A more obvious way Saunier uses vivid detail to evoke physicality is through images that achieve a kind of drama through contrast. By swinging wildly from one image to another, many lines in the poems of How to Wear This Body compel readers to try and keep up. It can be a physical act to hold contrasting thoughts and to race from one possibility to another. In “Hard Facts (Defensive Wounds),” for example, Saunier writes about the manner of cleaning a fish:

 

She picks up a bone-handled

blade from the workbench,

scrapes guts into buckets,

flicks bits of shine from her

Fingertips. (14-17)

 

There is nothing glamorous about this cleaning, and yet the poem introduces into the process the word “shine.” Juxtaposed with “guts,” “shine” is unexpected. By placing the two in such close proximity, Saunier requires readers to make the leap from disgust to beauty very quickly. The speed of the jump makes the experience of the contrast more active (physical) than intellectual.

#### TASK DETAILS
Answer these about the passage on Saunier's poems:
(a) Which poem does it quote on cleaning a fish?
(b) What is the handle of the blade made of?
(c) Which word is "shine" set next to?
The rows that come next are taken from a different source than the passage.

#### ENTRIES SUPPLIED

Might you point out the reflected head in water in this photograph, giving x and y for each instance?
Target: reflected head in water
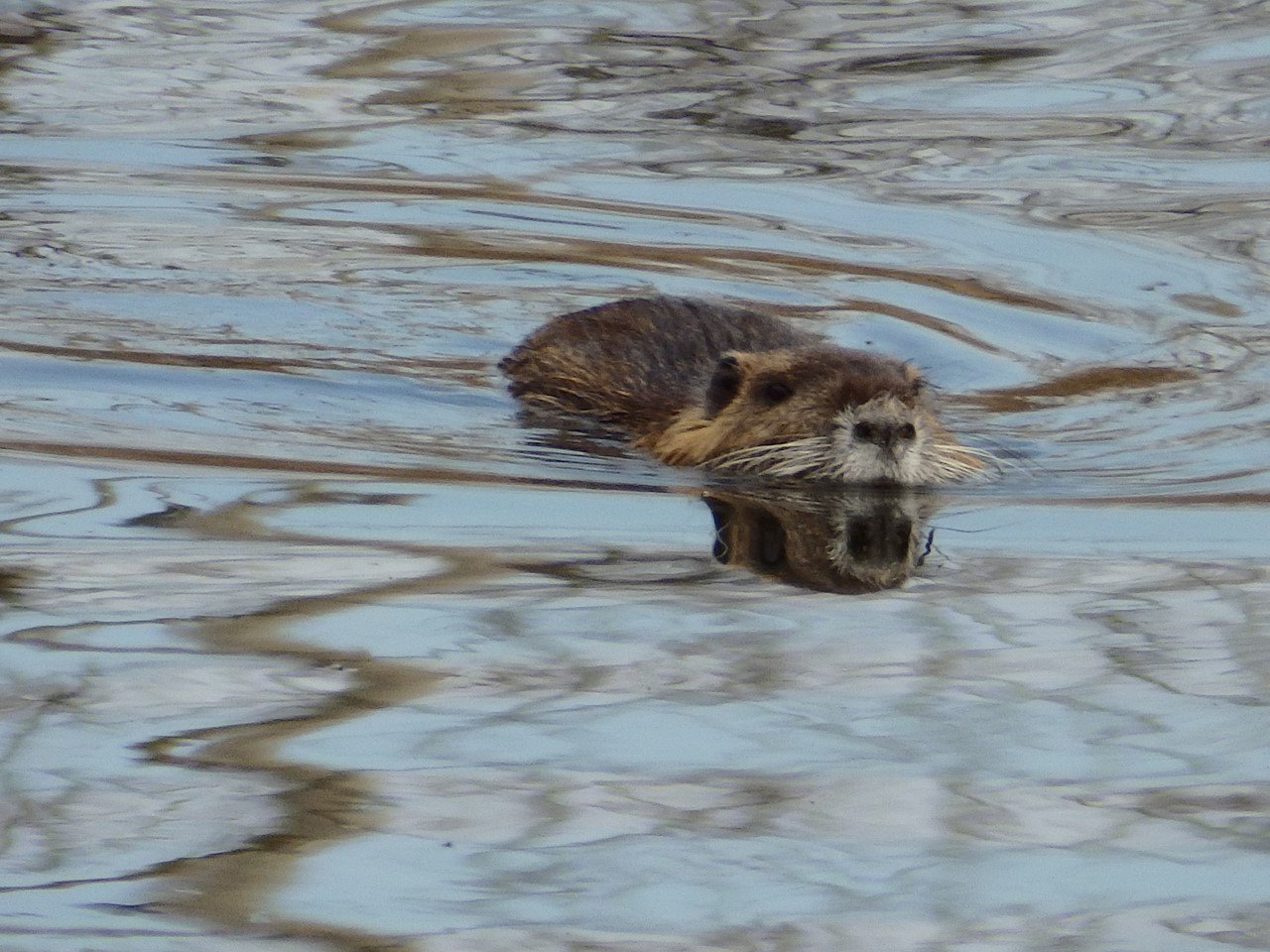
(728, 389)
(849, 540)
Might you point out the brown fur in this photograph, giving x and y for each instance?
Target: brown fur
(703, 385)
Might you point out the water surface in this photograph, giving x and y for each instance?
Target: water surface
(309, 644)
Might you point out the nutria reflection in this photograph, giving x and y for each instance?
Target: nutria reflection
(849, 540)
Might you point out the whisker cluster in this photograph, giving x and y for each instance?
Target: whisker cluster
(952, 461)
(797, 457)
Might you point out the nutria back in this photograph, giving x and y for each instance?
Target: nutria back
(635, 363)
(705, 385)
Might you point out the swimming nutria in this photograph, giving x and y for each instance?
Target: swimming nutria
(703, 385)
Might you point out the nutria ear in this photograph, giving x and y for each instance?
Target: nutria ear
(724, 384)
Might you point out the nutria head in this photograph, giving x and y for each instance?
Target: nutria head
(817, 412)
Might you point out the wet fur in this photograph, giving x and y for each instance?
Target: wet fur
(702, 385)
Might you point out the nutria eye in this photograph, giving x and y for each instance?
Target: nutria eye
(776, 391)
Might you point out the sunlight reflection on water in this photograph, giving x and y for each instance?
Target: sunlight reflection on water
(309, 644)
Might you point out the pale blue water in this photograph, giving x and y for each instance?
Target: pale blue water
(309, 644)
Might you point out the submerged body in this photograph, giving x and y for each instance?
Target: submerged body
(702, 385)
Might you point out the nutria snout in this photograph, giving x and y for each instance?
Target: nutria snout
(698, 384)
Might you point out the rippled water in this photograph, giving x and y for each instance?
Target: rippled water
(309, 644)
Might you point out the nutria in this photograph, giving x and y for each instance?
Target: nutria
(698, 384)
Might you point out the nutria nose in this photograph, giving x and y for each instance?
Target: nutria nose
(884, 434)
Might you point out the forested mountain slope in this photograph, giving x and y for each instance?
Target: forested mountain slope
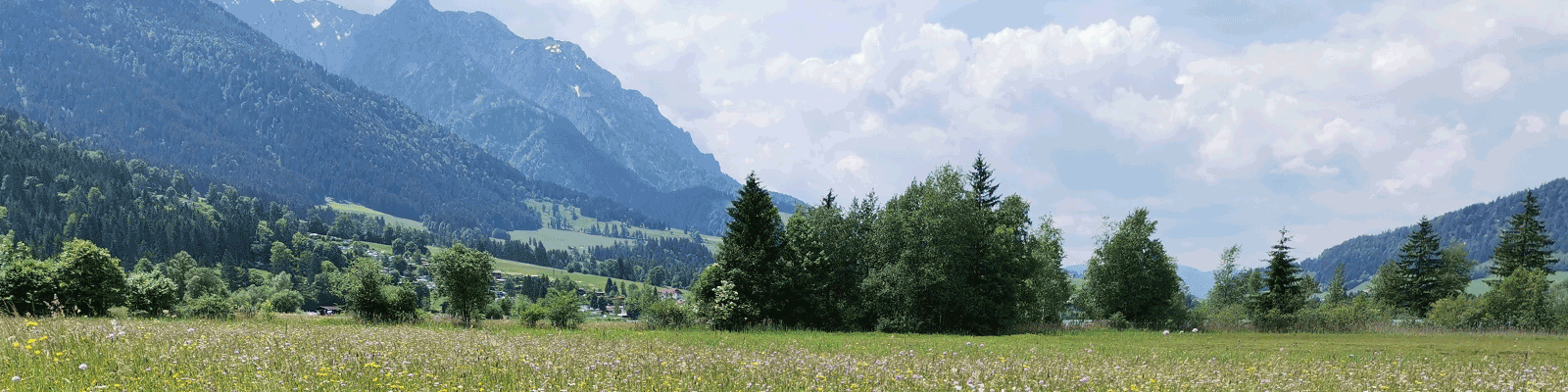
(1478, 226)
(182, 82)
(540, 104)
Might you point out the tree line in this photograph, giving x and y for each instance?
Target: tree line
(949, 255)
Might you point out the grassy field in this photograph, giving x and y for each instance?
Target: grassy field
(302, 353)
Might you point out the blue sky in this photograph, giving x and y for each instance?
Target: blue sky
(1228, 120)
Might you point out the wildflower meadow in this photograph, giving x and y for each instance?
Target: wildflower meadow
(300, 353)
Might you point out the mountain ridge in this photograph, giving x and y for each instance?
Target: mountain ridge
(469, 73)
(185, 83)
(1478, 226)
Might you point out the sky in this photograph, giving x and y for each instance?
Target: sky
(1230, 120)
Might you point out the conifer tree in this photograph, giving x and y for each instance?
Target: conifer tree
(1337, 287)
(1285, 294)
(749, 259)
(1421, 264)
(1230, 287)
(982, 184)
(1525, 243)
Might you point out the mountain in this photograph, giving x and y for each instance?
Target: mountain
(540, 104)
(1478, 226)
(185, 83)
(1199, 282)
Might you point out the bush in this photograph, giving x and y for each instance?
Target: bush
(1275, 321)
(1518, 302)
(564, 311)
(90, 279)
(151, 295)
(1223, 318)
(1118, 321)
(209, 306)
(287, 302)
(493, 311)
(1455, 313)
(1348, 318)
(666, 314)
(530, 314)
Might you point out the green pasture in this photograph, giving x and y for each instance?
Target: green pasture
(334, 353)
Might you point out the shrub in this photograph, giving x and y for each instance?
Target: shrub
(1223, 318)
(151, 295)
(1118, 321)
(530, 314)
(1343, 318)
(493, 311)
(287, 302)
(564, 311)
(1518, 302)
(1275, 321)
(1455, 313)
(90, 279)
(666, 314)
(209, 306)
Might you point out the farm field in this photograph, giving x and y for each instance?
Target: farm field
(300, 353)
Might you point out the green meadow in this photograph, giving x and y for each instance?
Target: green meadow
(334, 353)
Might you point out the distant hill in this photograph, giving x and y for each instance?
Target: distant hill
(540, 104)
(1478, 226)
(1199, 282)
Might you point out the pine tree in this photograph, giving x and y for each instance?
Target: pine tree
(1285, 294)
(1525, 243)
(1337, 287)
(1228, 286)
(982, 184)
(749, 259)
(1421, 264)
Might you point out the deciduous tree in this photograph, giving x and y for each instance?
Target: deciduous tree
(465, 278)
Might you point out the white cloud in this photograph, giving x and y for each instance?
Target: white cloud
(1531, 124)
(1484, 75)
(851, 164)
(1427, 164)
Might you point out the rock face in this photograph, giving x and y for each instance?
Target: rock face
(538, 104)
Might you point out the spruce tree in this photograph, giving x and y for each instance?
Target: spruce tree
(1525, 243)
(1421, 264)
(1228, 286)
(749, 259)
(982, 184)
(1337, 287)
(1285, 292)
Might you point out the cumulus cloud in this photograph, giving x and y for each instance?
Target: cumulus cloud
(1427, 164)
(1484, 75)
(877, 98)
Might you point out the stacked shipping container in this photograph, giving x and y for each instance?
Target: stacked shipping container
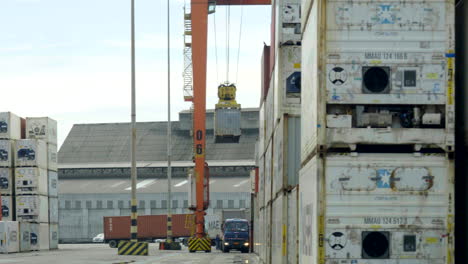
(279, 142)
(376, 182)
(32, 180)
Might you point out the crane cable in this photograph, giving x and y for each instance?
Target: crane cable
(216, 47)
(228, 25)
(240, 36)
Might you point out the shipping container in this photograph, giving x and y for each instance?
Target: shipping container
(227, 128)
(377, 207)
(278, 230)
(43, 128)
(150, 227)
(286, 157)
(53, 183)
(270, 113)
(24, 236)
(292, 230)
(268, 172)
(32, 208)
(10, 126)
(52, 157)
(40, 236)
(54, 236)
(30, 180)
(9, 237)
(385, 68)
(6, 181)
(287, 82)
(8, 209)
(31, 153)
(53, 210)
(6, 153)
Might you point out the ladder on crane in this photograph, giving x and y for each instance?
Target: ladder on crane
(188, 67)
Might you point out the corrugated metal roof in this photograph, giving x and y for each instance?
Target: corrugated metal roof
(116, 186)
(109, 144)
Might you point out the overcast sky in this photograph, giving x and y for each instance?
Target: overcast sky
(70, 60)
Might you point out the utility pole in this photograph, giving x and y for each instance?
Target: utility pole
(169, 131)
(134, 216)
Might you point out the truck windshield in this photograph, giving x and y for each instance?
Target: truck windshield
(237, 226)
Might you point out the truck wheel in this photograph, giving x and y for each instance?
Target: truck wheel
(113, 243)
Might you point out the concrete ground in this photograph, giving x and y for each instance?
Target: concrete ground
(103, 254)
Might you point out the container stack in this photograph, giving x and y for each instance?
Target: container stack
(279, 141)
(36, 182)
(10, 130)
(377, 132)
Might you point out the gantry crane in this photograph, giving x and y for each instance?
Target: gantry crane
(198, 16)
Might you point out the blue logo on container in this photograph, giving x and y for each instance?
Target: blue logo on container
(383, 177)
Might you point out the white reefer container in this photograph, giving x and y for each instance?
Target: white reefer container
(369, 208)
(31, 180)
(53, 210)
(54, 236)
(24, 236)
(286, 154)
(10, 126)
(32, 208)
(287, 77)
(52, 157)
(387, 69)
(40, 236)
(6, 181)
(7, 208)
(31, 153)
(53, 183)
(292, 229)
(6, 153)
(9, 237)
(43, 128)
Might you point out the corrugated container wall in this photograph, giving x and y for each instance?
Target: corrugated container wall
(350, 201)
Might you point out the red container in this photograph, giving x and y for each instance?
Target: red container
(149, 226)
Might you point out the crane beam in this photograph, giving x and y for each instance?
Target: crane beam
(243, 2)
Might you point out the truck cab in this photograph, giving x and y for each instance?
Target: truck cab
(235, 235)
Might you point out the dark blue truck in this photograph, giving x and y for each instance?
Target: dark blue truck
(235, 235)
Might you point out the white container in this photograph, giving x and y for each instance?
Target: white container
(53, 210)
(292, 230)
(53, 183)
(349, 201)
(43, 128)
(7, 208)
(6, 181)
(286, 154)
(268, 172)
(25, 236)
(31, 180)
(40, 236)
(413, 61)
(6, 153)
(31, 153)
(32, 208)
(52, 157)
(10, 126)
(279, 230)
(287, 77)
(270, 113)
(9, 237)
(54, 236)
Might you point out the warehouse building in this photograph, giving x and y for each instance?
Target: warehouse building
(94, 172)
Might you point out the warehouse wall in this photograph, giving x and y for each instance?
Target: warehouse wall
(81, 215)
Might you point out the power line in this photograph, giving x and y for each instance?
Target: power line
(240, 36)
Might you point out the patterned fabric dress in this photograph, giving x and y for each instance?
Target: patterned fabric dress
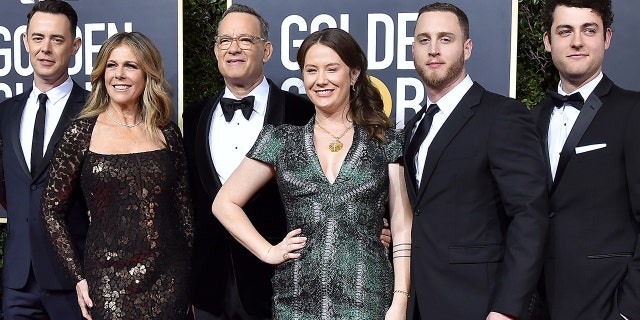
(140, 234)
(343, 272)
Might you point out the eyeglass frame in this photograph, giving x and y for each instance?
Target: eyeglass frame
(254, 40)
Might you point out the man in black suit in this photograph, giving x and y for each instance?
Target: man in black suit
(31, 124)
(476, 180)
(591, 139)
(229, 282)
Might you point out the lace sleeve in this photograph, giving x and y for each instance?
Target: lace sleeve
(183, 196)
(64, 180)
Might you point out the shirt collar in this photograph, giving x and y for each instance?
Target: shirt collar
(586, 89)
(54, 94)
(449, 101)
(260, 94)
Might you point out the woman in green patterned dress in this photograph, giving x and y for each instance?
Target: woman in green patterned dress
(338, 176)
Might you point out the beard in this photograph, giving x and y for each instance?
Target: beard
(434, 80)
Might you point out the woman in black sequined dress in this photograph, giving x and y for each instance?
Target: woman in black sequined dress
(338, 176)
(126, 157)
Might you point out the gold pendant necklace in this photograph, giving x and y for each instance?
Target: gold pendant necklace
(336, 145)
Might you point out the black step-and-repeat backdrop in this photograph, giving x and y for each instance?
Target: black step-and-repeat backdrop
(97, 20)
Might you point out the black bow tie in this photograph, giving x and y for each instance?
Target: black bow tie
(574, 99)
(229, 107)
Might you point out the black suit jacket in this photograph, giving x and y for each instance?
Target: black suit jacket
(27, 240)
(593, 265)
(480, 212)
(217, 256)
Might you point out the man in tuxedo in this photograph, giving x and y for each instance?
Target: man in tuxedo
(31, 124)
(590, 130)
(475, 178)
(229, 282)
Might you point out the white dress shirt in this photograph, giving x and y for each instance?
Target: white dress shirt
(562, 121)
(56, 100)
(229, 142)
(446, 105)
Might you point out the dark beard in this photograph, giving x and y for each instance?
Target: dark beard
(452, 72)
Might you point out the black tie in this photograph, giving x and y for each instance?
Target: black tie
(38, 135)
(575, 99)
(229, 107)
(421, 131)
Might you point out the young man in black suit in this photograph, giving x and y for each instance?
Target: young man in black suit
(591, 143)
(35, 285)
(476, 181)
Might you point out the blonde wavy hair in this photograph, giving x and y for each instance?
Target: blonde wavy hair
(155, 101)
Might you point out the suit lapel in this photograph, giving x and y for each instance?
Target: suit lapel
(449, 130)
(72, 108)
(588, 112)
(204, 162)
(409, 163)
(274, 115)
(542, 125)
(16, 119)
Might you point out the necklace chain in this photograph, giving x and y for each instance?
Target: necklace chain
(123, 124)
(336, 145)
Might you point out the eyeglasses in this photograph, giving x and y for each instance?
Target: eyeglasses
(245, 41)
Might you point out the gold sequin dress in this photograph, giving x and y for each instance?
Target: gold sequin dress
(140, 234)
(343, 272)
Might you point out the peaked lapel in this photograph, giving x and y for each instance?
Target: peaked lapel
(588, 112)
(274, 115)
(456, 120)
(204, 162)
(15, 118)
(542, 124)
(75, 104)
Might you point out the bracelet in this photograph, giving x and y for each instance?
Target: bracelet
(402, 244)
(403, 292)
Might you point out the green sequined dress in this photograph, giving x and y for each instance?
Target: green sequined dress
(344, 271)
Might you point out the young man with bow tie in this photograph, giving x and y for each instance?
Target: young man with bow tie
(590, 130)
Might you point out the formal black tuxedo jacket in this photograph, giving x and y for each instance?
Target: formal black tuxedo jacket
(480, 213)
(27, 240)
(217, 256)
(593, 265)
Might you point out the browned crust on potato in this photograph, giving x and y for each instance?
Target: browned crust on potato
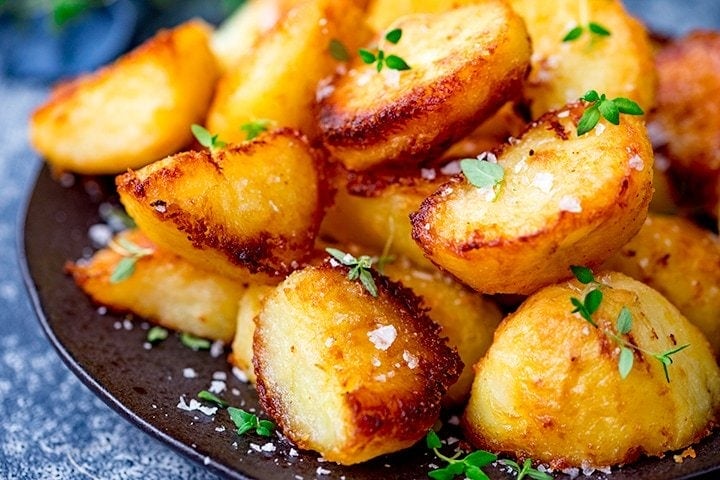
(381, 416)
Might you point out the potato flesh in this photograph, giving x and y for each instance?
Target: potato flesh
(465, 63)
(249, 212)
(619, 65)
(349, 404)
(565, 200)
(561, 400)
(278, 81)
(682, 262)
(133, 112)
(164, 289)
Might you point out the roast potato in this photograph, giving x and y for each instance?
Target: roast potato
(467, 318)
(349, 404)
(681, 261)
(277, 82)
(619, 65)
(251, 303)
(164, 289)
(550, 387)
(373, 209)
(465, 63)
(564, 200)
(686, 124)
(133, 112)
(250, 211)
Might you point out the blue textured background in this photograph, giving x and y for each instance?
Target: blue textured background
(51, 426)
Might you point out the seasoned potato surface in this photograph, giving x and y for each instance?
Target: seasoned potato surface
(682, 262)
(346, 374)
(686, 123)
(250, 211)
(619, 65)
(564, 200)
(277, 82)
(133, 112)
(464, 64)
(164, 289)
(550, 388)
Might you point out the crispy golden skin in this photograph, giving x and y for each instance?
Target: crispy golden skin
(619, 65)
(345, 374)
(250, 211)
(549, 387)
(133, 112)
(278, 80)
(564, 200)
(251, 303)
(681, 261)
(465, 64)
(467, 318)
(164, 289)
(686, 124)
(373, 209)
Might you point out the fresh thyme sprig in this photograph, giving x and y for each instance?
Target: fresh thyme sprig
(623, 326)
(206, 139)
(481, 172)
(131, 253)
(360, 268)
(595, 29)
(246, 421)
(592, 299)
(525, 470)
(380, 59)
(470, 465)
(600, 105)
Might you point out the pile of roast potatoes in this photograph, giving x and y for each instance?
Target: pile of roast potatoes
(473, 306)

#### EXERCISE OUTPUT
(a) "Hard Facts (Defensive Wounds)"
(b) Bone
(c) "Guts"